==== EXTRACTED TEXT ====

It’s very simple. The system installed NL-prefixed taggers (except NLTags†)are the only ones to use macOS NLP features to scan $Text for matches the NLP thinks appropriate for that category. The reasoning used is not accessible to the user.
My understanding of the 3 NLP powered taggers are that they are experimental, suggesting things. As NLP infrastructure improves so should the taggers. To see how far from accurrate the process is at present (a limit of the NLP not Tinderbox) here are just some of the ‘organisations’ detected in aTbRef by NLOrganizations:
Cmd
Coding And Queries
Collapse All Containers
Columns
Commence Dictation
Continental
CovidNearMe.org
Cow
Creative Commons
Cross
Data
Days
Defines
Delicious Monster
Delta
Development Peekhole
Dictionary
Dictionary.keys
Displayed Attributes value
So, not something I’d rely on.
By comparison in a user tagger, the Tagger file syntax absolutely defines what is/is not detected as a match.
The process only looks at $Text. $NLNames should only contain the value ‘Meza’ for notes where that string occurs in test. As documented, if the that string is removed from such a note, it should also be removed from the note’s $NLNames. If that isn’t occurring I suspect tech support would like to know as it would indicate some gremlin had crept in; I sat tech support as likely they will need to see the whole TBX.
Yes. Tinderbox’s Help is unclear as to what is searched and the run of its text implies only $Text is looked at. In fact, changes to $Text are used as a trigger to re-scan the note. Trawling though release notes‡, buried in those for b502 I find this:
Taggers now operate on both the note name and its text.
Taggers originally ran on $Text alone and the above change never filtered through to the Help docs§. I assume that changes to either $Text or $Name now trigger tagger re-processing of the note.
Further notes:
- NLP tagging is essentially experimental, especially the 3 taggers using Apple NLP.
- It’s not at all clear, but my understanding was that users are not expected to add content to the 3 NLP-using taggers’ notes in hints. I may well be misinformed, but it might also explain why some users are getting unexpected results.
- Re $NLTags. I believe the original idea was that it would look for a (never documented) set of things and tag them. One such possibility, would be detecting a possible planning event and adding the $NLTags value “plan”. If that was tried, I think it no longer works and that as at v9.5.2, NLTags can be thought of as a predefined empty user tagger (i.e. the ‘NL’ prefix is slightly misleading). IOW, it does nothing unless you add some syntax as you might for a user-defined tagger. Of course as NLP improves, this might change.
- NLP related taggers are experimental. Unexpected outcomes should occur. If they do, they are better reported direct to tinderbox@eastgate.com rather thn here as (a) users can’t see this in-app process and (b) users don’t know what the correct outcome. It’s the problem of AI: it can give you an answer but it struggles to tell you why/how it came to that conclusion!

====

Do these statements agree with the post about Tinderbox taggers? For each, answer yes or no and quote the words from the post that decide it. (a) Users can see the reasoning that the NL-prefixed taggers use. (b) According to release notes for b502, taggers work on both the note name and its text. (c) Unexpected results from NLP taggers are better reported by email than on the forum. This data has no connection to the post about Tinderbox taggers.

==== SOURCE DATA ====

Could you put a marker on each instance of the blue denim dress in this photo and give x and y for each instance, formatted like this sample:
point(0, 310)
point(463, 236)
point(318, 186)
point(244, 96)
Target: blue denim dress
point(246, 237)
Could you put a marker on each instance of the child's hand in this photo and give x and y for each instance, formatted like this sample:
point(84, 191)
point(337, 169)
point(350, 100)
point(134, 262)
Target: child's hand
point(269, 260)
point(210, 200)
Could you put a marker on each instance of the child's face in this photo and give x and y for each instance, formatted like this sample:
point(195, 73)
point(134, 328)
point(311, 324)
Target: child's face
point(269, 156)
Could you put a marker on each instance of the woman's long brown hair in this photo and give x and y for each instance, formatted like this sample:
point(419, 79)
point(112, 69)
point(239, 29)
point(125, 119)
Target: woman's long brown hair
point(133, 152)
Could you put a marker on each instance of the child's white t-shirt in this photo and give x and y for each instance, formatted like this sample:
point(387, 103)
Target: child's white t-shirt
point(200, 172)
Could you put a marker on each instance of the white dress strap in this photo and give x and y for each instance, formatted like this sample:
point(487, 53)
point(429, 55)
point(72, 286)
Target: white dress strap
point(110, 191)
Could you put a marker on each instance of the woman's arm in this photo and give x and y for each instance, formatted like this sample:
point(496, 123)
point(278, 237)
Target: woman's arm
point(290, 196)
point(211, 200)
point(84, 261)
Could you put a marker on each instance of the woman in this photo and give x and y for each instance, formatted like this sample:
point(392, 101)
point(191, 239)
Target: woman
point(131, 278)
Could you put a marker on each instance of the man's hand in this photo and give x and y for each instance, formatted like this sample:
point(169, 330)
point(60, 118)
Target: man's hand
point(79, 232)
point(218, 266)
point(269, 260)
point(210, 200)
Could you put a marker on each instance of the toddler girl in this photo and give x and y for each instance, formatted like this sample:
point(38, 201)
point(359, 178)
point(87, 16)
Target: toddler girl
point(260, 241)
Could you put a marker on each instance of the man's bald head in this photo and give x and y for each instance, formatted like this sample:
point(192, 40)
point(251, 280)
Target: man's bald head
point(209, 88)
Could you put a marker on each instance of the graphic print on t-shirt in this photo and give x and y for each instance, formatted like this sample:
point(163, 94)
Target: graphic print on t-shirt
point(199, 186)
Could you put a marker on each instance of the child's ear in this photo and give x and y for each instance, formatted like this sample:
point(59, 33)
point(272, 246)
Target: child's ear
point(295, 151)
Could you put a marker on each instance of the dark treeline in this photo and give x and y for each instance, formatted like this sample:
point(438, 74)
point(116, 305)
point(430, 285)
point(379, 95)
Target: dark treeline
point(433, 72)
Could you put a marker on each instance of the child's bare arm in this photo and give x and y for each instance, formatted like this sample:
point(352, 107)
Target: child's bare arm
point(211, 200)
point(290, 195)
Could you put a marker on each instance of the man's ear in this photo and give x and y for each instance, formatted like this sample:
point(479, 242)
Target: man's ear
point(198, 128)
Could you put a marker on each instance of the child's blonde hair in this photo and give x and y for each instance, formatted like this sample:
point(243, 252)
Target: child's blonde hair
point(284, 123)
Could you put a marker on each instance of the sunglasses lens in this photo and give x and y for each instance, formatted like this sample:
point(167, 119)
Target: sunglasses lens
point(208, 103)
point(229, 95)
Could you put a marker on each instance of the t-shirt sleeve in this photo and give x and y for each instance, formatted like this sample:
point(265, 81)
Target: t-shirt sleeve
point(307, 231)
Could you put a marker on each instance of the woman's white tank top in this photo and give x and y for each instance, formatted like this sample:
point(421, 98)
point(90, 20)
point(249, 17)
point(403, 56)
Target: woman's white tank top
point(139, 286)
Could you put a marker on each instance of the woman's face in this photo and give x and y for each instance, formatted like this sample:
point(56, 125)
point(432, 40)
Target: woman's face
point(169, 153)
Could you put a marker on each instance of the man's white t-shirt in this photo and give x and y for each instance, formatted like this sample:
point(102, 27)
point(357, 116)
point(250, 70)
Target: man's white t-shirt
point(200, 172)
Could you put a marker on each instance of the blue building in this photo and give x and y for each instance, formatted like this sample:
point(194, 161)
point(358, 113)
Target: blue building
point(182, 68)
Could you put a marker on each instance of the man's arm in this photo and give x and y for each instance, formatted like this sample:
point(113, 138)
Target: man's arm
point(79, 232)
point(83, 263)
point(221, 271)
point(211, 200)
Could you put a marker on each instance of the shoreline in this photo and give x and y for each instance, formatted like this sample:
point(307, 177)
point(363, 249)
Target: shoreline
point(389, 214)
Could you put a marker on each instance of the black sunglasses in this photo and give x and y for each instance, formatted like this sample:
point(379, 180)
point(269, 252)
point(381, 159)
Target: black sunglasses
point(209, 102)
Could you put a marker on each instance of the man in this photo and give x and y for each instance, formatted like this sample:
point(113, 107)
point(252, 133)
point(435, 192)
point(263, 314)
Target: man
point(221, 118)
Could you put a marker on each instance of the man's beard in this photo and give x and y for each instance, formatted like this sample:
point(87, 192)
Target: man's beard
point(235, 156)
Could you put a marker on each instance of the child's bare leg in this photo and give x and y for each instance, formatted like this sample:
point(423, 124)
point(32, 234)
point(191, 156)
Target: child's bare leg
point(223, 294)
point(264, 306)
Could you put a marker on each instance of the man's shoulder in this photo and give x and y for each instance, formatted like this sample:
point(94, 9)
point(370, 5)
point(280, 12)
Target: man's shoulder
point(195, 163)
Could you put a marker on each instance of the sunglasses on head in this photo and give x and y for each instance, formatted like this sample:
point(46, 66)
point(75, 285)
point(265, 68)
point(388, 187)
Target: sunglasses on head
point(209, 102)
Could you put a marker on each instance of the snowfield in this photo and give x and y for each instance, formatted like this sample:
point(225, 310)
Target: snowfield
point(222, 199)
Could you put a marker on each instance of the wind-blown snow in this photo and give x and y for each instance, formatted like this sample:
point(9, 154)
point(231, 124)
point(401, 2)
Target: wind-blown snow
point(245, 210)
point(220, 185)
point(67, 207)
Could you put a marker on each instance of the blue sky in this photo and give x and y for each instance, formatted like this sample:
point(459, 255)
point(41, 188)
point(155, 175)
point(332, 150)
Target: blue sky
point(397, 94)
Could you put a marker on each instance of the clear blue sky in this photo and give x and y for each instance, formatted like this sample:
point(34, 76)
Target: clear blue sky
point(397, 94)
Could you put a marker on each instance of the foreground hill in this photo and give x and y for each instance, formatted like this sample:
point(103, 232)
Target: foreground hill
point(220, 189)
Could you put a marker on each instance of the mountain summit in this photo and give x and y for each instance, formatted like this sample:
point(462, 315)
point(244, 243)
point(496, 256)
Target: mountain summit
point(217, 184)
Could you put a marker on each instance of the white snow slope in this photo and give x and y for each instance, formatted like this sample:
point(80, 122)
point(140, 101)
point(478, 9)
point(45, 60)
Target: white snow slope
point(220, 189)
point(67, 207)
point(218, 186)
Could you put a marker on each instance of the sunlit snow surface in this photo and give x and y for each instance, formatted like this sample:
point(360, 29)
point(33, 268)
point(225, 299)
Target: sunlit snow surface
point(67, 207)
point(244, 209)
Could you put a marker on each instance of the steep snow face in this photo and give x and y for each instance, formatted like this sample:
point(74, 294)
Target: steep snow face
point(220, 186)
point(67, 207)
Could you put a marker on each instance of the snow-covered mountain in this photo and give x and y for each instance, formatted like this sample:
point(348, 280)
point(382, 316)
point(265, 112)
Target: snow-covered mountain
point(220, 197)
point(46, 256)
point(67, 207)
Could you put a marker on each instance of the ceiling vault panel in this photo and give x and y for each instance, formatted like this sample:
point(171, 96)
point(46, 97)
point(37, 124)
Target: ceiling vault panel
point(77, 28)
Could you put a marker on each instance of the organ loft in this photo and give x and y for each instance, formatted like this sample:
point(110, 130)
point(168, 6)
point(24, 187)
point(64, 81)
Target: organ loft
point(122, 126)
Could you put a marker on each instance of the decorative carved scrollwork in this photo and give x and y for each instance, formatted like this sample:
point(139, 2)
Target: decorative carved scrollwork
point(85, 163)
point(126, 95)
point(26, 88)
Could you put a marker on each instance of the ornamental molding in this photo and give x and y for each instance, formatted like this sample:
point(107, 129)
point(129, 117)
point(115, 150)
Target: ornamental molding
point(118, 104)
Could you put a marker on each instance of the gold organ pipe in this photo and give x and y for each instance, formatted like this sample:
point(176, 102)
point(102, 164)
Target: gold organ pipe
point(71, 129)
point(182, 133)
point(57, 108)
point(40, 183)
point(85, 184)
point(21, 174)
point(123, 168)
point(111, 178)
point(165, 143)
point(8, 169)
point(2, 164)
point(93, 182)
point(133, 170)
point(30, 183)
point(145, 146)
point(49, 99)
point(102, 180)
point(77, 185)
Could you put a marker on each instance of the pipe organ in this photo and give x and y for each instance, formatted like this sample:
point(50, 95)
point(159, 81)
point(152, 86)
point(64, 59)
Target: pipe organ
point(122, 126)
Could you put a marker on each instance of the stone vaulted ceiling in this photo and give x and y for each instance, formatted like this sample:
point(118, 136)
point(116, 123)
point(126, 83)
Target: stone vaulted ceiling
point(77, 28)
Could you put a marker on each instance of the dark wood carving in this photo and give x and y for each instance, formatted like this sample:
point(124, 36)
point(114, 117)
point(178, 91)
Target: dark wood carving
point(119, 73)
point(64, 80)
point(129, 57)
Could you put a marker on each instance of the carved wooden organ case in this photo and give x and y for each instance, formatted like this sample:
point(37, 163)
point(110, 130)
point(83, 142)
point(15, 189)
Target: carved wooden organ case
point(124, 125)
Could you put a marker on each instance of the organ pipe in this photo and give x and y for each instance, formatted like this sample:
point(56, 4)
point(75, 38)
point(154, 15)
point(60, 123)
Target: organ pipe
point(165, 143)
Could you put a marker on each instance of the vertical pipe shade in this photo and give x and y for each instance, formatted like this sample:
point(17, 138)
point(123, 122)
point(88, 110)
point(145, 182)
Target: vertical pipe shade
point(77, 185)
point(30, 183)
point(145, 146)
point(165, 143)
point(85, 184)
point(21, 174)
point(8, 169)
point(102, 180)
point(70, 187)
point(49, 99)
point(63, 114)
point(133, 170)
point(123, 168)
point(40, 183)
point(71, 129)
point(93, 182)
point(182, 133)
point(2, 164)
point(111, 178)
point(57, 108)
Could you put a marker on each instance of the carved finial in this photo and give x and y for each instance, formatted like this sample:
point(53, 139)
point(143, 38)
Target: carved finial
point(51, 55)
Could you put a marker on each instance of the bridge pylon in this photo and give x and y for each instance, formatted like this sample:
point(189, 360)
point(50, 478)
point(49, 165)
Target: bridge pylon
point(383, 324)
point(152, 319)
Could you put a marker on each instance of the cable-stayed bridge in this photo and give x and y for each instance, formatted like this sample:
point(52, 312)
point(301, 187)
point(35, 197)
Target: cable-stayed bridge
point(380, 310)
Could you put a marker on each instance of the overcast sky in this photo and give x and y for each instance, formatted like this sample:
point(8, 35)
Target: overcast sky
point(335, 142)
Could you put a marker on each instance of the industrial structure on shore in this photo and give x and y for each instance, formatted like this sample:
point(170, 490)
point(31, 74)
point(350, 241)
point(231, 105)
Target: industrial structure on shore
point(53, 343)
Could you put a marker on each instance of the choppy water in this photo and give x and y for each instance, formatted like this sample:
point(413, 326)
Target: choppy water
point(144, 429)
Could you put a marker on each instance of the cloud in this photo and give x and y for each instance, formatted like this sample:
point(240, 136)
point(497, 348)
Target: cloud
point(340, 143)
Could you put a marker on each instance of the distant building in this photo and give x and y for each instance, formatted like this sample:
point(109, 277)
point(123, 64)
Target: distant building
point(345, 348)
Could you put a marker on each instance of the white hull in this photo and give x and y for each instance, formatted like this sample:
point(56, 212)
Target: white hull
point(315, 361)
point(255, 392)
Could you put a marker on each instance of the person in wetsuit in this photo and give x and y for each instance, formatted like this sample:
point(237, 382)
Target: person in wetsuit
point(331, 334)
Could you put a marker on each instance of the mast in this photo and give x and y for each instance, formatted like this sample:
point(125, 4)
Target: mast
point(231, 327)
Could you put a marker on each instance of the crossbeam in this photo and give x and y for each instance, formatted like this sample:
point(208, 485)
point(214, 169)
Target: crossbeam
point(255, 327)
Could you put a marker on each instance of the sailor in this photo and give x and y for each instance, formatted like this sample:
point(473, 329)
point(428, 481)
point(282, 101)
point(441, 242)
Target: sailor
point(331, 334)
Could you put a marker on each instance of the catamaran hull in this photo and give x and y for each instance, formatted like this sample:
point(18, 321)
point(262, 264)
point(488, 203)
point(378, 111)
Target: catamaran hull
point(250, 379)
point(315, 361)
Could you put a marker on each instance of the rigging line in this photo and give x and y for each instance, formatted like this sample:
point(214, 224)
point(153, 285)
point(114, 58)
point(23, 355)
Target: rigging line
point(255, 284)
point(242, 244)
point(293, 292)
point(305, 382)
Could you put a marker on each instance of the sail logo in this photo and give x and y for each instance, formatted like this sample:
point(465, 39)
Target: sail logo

====

• **TASK ANSWER**
(a) No: "The reasoning used is not accessible to the user."
(b) Yes: "Taggers now operate on both the note name and its text."
(c) Yes: "they are better reported direct to tinderbox@eastgate.com"